→ Request: Can you rewrite the stretch of lines from the one containing "Mark a point on each instance of the car hood" through the one containing "202), (71, 209)]" as a numbered list, leaving out any blank lines?

→ Dataset content:
○ ○ ○

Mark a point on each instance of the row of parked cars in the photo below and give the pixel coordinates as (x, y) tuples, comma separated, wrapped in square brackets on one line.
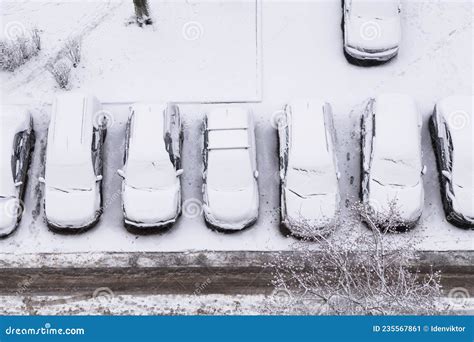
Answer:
[(392, 166)]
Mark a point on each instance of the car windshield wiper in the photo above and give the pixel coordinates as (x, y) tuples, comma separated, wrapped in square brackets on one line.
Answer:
[(68, 190)]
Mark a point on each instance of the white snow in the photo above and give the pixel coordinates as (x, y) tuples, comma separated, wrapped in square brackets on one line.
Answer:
[(303, 58), (195, 51)]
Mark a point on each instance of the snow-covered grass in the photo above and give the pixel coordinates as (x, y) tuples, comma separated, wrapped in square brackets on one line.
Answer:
[(302, 58)]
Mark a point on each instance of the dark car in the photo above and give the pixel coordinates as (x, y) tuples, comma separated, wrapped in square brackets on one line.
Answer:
[(16, 143), (452, 136)]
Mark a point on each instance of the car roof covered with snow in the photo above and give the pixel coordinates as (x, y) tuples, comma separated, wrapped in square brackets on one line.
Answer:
[(71, 127), (397, 127), (376, 9), (309, 141), (147, 132)]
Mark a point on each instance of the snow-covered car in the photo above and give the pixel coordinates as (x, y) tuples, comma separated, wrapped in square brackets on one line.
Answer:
[(309, 186), (230, 189), (151, 187), (74, 162), (452, 135), (392, 183), (372, 29), (16, 143)]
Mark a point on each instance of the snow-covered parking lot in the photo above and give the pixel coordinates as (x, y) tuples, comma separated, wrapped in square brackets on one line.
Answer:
[(285, 50)]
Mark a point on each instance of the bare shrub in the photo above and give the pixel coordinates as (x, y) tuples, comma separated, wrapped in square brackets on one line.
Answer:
[(73, 51), (142, 12), (17, 51), (368, 276), (61, 71), (36, 38)]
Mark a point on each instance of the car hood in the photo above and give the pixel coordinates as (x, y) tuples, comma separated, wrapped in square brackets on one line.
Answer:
[(9, 214), (373, 34), (409, 200), (318, 211), (232, 209), (150, 206), (463, 202), (71, 209)]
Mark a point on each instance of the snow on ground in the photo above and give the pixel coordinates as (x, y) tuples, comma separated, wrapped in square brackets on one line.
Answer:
[(302, 57), (105, 301), (196, 51)]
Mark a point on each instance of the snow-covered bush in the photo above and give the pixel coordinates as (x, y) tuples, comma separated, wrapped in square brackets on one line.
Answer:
[(17, 51), (364, 276), (73, 51), (61, 71)]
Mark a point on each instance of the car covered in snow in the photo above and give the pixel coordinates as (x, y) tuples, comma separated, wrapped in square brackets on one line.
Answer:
[(309, 186), (452, 133), (392, 168), (16, 143), (372, 29), (230, 189), (151, 187), (74, 161)]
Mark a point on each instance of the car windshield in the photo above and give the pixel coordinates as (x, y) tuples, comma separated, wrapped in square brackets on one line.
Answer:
[(311, 182), (463, 162), (7, 187), (396, 172), (229, 169), (66, 177), (374, 8), (150, 174)]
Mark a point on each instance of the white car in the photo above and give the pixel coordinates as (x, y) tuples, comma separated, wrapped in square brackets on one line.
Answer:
[(310, 196), (151, 187), (230, 189), (392, 169), (16, 143), (452, 135), (372, 29), (73, 169)]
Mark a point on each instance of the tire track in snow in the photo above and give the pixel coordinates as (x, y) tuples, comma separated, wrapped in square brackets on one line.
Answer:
[(37, 67)]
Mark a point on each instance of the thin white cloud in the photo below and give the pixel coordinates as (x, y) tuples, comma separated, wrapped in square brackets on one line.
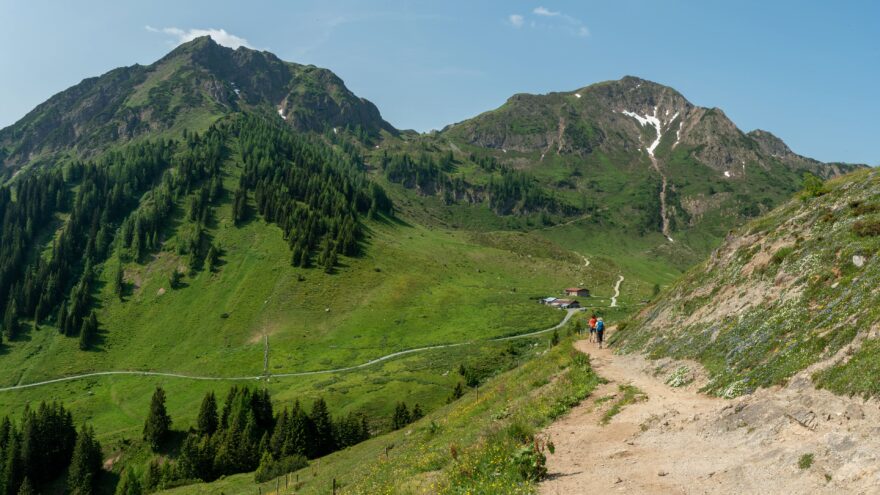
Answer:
[(516, 20), (550, 20), (221, 36), (545, 12)]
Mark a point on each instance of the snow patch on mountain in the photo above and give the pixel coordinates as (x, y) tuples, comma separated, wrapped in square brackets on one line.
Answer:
[(649, 119)]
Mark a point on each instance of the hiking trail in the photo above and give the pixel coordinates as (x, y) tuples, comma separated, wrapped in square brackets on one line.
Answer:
[(568, 314), (679, 441)]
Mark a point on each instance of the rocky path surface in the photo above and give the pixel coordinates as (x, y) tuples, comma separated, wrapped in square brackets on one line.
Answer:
[(679, 441)]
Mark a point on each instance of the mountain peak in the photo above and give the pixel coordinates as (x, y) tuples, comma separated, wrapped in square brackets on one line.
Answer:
[(196, 83)]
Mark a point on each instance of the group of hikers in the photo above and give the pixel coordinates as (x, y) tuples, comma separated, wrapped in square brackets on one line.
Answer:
[(597, 329)]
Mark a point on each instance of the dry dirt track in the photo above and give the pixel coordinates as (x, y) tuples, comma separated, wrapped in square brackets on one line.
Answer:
[(568, 314), (679, 441)]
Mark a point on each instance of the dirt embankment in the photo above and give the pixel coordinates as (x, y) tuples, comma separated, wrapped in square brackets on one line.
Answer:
[(794, 439)]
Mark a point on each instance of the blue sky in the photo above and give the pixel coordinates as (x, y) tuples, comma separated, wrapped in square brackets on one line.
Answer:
[(806, 71)]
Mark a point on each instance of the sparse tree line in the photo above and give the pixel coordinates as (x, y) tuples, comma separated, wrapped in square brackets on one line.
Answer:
[(507, 192), (245, 435), (59, 227), (309, 190), (41, 447)]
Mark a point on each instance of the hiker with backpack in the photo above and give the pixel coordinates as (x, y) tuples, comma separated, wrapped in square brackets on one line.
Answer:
[(592, 324)]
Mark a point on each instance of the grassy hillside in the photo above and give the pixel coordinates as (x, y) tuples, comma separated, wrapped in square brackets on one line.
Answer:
[(473, 445), (791, 291)]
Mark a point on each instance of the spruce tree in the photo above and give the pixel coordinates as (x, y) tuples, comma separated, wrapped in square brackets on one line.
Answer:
[(26, 487), (85, 466), (13, 471), (401, 416), (88, 331), (158, 422), (119, 282), (323, 443), (62, 318), (129, 484), (417, 413), (207, 422), (211, 258), (10, 320), (153, 476)]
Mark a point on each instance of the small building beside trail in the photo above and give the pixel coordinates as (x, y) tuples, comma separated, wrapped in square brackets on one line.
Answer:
[(577, 292)]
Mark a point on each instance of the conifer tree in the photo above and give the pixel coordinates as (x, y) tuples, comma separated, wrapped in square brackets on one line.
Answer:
[(88, 331), (129, 484), (401, 416), (26, 487), (119, 282), (158, 422), (13, 471), (211, 258), (85, 466), (417, 413), (323, 443), (10, 320), (62, 318)]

○ ○ ○

→ Exercise response:
1. Mark a point on each instance of the car hood in the photo above and give the pixel coordinates as (x, y) tuples, comma separated, wrapped in square brackets on one line.
2. Answer:
3. [(9, 214), (373, 34), (409, 200), (318, 211), (232, 209), (150, 206), (463, 202), (71, 209)]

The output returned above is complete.